What this exercise asks:
1. In the forum post about pooling genes for sequencing, list every sentence that ends with a question mark.
2. Continue the forum post about pooling genes for sequencing from where it stops.

Excerpted text section start

We do whole transcriptome shotgun sequencing, where all of the expressed genes are pooled in a lane (or multiple lanes), and seem to get decent answers, so I'd imagine pooling two genes is pretty trivial. The answer comes down to a few simple things, related to what you want out of your experiment.

Are the genes so similar that you can't distinguish them, and do you care?

Are the genes from different patients/samples/libraries, and do you care that you won't be able to tell which each read came from?

If your aligner throws away multimatches (eg. Eland), do you care if there are holes in the genes (where there are regions of similarity)?

If your aligner can do multimatches, you won't be able to tell which one comes from which, so those regions will show higher coverage than the surrounding areas (if reads are mapped back to these areas from multiple locations), but do you care?

If you have snps in the regions of similarity, you might be able to look at the reads and determine the spanning sequences.

Mostly, this all comes down to what you're designing your experiment to uncover/prove. Without more information on what you hope to accomplish, there is no right answer to your question.

Excerpted text section end
Excerpted records section start

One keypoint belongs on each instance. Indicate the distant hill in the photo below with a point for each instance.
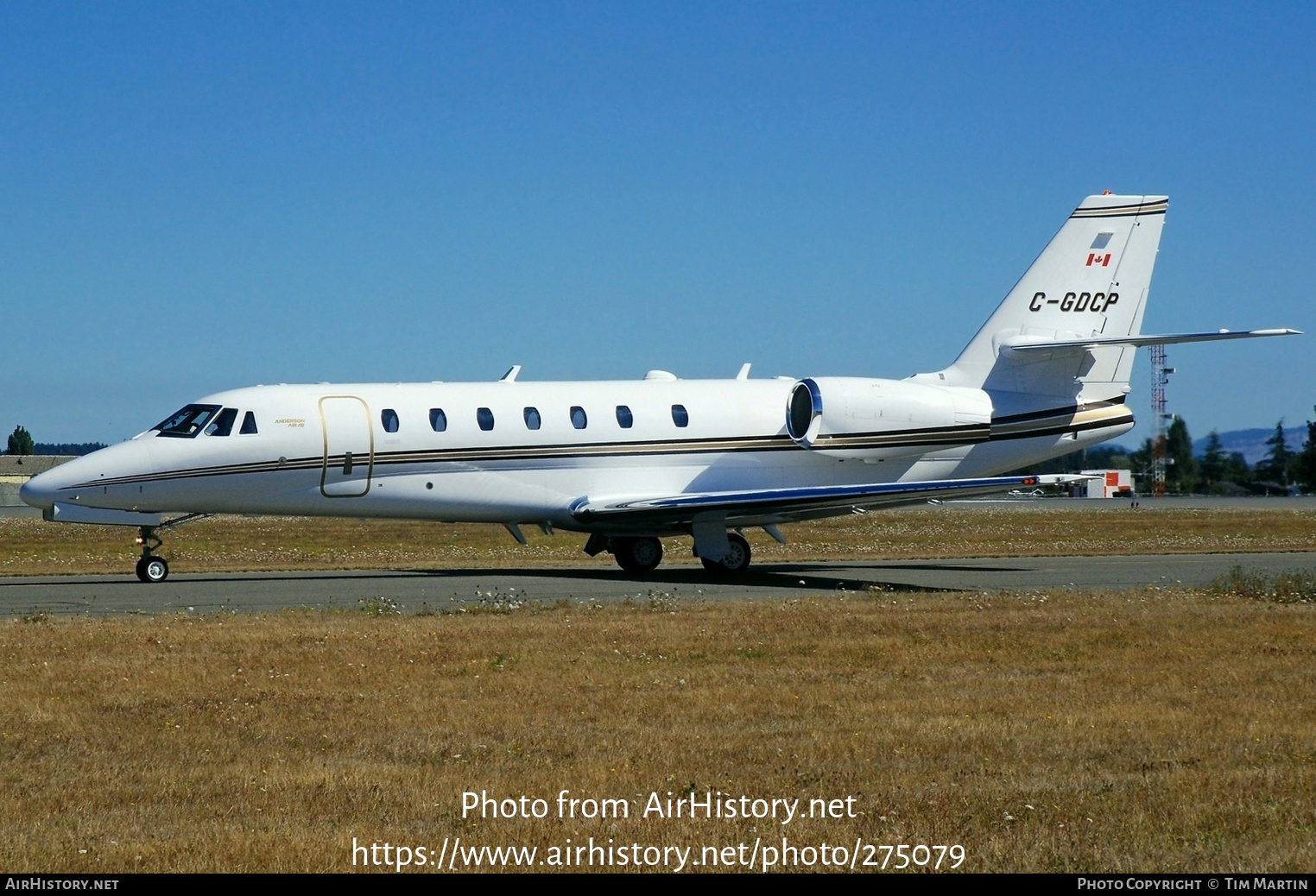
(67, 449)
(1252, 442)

Excerpted records section end
Excerpted records section start

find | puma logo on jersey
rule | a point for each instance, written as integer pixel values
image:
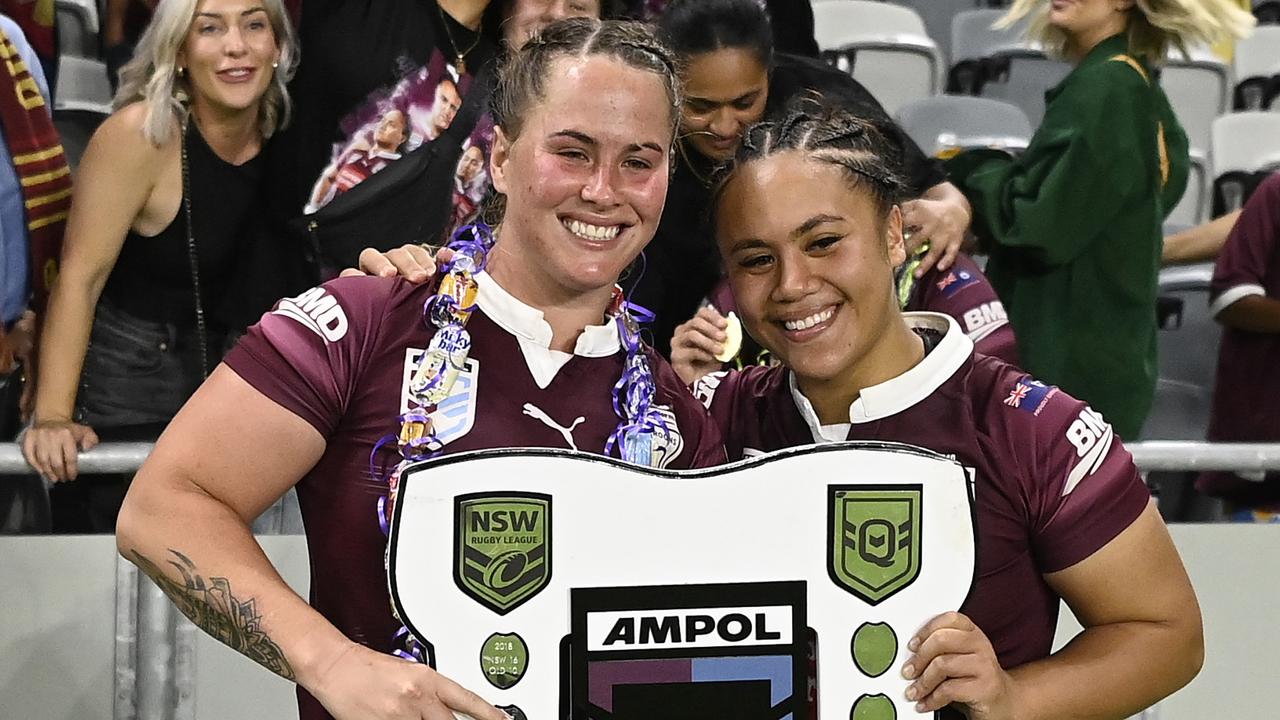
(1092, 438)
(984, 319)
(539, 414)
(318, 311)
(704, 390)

Excerpted records section end
Excerpted records section start

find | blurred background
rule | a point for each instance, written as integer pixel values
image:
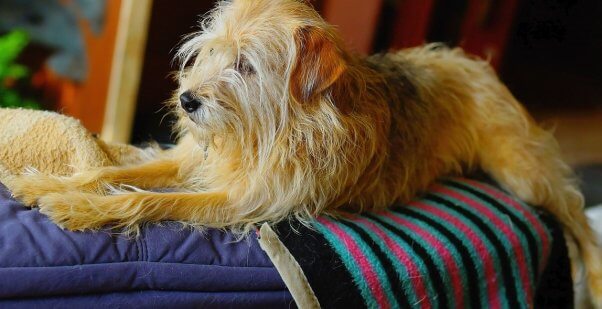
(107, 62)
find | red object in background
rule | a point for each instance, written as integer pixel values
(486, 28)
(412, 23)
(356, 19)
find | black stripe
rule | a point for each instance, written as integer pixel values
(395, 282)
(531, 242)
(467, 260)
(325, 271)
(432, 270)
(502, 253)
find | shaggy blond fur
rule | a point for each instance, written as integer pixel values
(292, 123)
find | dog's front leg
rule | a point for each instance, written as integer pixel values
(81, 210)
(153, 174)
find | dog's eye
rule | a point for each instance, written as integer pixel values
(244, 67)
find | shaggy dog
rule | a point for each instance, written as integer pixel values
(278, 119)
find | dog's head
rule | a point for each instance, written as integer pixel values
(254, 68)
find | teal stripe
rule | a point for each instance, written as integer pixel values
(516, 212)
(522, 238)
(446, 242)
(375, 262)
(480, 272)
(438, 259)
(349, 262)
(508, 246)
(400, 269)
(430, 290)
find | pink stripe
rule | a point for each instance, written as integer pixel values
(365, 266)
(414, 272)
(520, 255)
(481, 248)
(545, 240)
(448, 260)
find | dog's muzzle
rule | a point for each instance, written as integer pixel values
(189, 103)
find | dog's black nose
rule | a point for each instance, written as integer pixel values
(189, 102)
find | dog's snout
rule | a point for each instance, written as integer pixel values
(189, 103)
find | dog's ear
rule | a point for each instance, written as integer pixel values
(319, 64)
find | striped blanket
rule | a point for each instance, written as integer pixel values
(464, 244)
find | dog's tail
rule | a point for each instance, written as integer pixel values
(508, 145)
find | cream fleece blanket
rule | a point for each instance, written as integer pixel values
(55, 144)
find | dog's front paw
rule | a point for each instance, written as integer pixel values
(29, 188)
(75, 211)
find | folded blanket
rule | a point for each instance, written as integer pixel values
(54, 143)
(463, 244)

Excerpted records section end

Answers given:
1.
- Are the genes so similar that you can't distinguish them, and do you care?
- Are the genes from different patients/samples/libraries, and do you care that you won't be able to tell which each read came from?
- If your aligner throws away multimatches (eg. Eland), do you care if there are holes in the genes (where there are regions of similarity)?
- If your aligner can do multimatches, you won't be able to tell which one comes from which, so those regions will show higher coverage than the surrounding areas (if reads are mapped back to these areas from multiple locations), but do you care?

2.
Cheers

Thanks for the response
Yes we went through these questions, and I did some analysis on checking where those similarity regions fall.... turns out the genes are not similar in the 'interesting' regions, and mostly introns have the 200bp or so blocks of similarity.

just curious .. what kind of coverage do you shoot for .. using the whole transcriptome?
n i will be coming to your chip_SEQ tool soon ... so stay put

That's cool - sounds like pooling is the answer, then.

For whole transcriptome, it doesn't make sense to as about "coverage". With a non-normalized library, coverage will range from extermely low for weakly transcribed transcripts (0-.5x coverage), to housekeeping genes and highly expressed genes (100+ times coverage).

I've only got a couple flow cells of transcriptome data at the moment, so I don't know the ideal coverage. That's still a work in progress.